Extract each line of the data below that contains the string "visible". Case counts.

Source records:

——————————

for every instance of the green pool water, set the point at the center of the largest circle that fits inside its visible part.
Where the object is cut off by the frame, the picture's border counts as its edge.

——————————

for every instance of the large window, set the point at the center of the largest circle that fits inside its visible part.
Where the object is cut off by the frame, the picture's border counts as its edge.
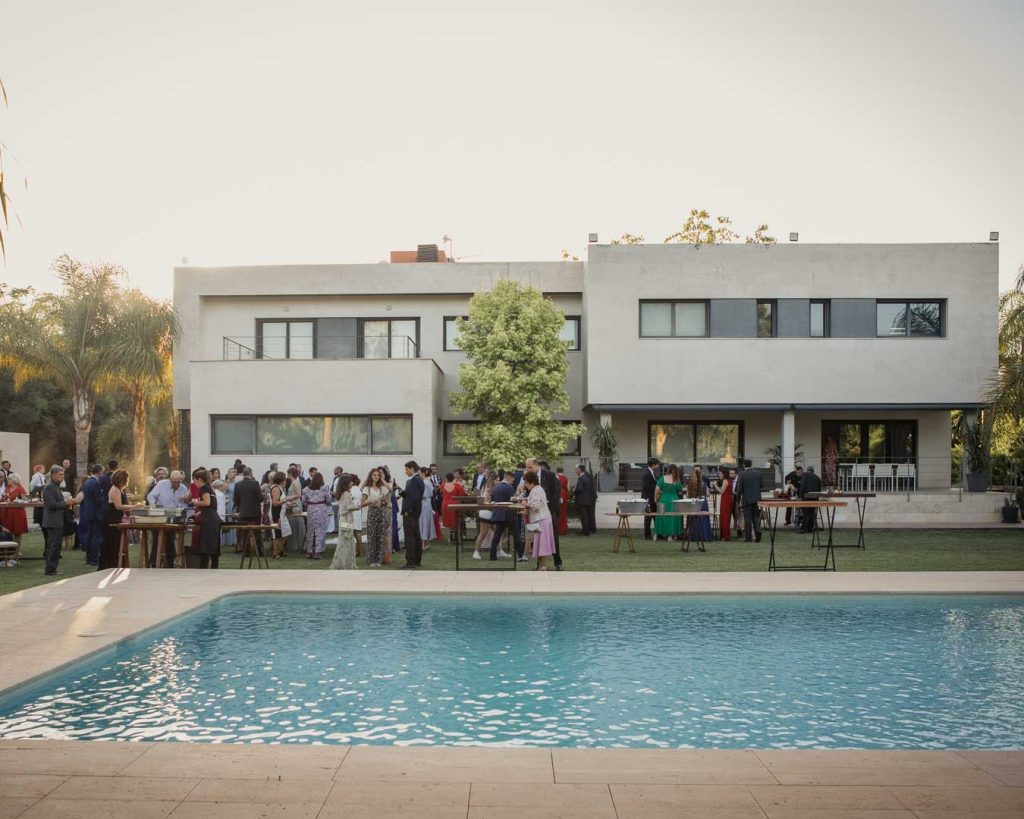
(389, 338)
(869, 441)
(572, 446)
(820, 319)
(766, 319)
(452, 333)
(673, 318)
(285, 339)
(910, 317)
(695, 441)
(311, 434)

——————————

Written response:
for every instance of the green pool water, set the point at the center of the largest circle that fits inside its visible part.
for every instance of the large window, set the point at the center of the largest circle that fits inside its visible part.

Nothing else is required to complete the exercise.